Dataset records:
- - - -

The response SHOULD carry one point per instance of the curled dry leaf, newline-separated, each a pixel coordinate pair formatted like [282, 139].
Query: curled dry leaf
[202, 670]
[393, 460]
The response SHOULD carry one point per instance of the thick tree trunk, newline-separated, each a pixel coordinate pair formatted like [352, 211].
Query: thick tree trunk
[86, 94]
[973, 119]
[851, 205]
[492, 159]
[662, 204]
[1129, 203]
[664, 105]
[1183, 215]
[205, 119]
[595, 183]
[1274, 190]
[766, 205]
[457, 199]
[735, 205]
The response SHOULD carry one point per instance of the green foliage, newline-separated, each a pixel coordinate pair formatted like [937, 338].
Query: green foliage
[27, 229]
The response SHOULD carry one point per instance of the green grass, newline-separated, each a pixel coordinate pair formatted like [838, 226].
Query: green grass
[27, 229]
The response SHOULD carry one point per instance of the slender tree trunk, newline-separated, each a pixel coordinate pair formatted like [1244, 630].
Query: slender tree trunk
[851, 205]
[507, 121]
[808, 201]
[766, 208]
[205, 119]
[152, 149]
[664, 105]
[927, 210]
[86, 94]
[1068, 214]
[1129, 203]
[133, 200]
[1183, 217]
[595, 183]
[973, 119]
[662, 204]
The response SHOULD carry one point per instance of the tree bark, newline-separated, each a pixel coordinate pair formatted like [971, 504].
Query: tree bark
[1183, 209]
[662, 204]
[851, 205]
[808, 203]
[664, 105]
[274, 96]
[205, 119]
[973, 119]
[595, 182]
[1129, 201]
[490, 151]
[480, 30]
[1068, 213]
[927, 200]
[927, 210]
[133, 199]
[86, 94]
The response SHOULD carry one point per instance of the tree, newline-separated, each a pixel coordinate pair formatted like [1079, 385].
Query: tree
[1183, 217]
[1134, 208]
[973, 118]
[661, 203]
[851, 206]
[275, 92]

- - - -

Copy exactly, word for word, the line with "The response SHOULD carry one point per instance of the slender" through the final line of the listing.

The response SHOULD carry one point per instance of the slender tree trunk, newline-separated, each a pixel coordinate pair formatted like [1244, 630].
Query: slender tree trunk
[851, 205]
[507, 121]
[808, 201]
[766, 208]
[205, 119]
[152, 149]
[664, 105]
[927, 210]
[86, 94]
[1068, 214]
[1129, 203]
[133, 200]
[1183, 217]
[595, 183]
[973, 119]
[662, 204]
The response SHOULD carry one point per instance of the tree bark, newline-separated, each a pixel coordinate pair formatted like [971, 504].
Query: tree bark
[1183, 209]
[662, 204]
[851, 205]
[808, 203]
[664, 105]
[274, 96]
[205, 119]
[973, 119]
[595, 182]
[1129, 201]
[490, 151]
[480, 30]
[1068, 213]
[927, 200]
[927, 210]
[133, 199]
[86, 94]
The response SHOULD carry one point per instance of the tree, newline-separated, each a pixel coordinate pair formatted like [1079, 385].
Query: tree
[1183, 217]
[1134, 208]
[973, 118]
[661, 203]
[851, 206]
[275, 92]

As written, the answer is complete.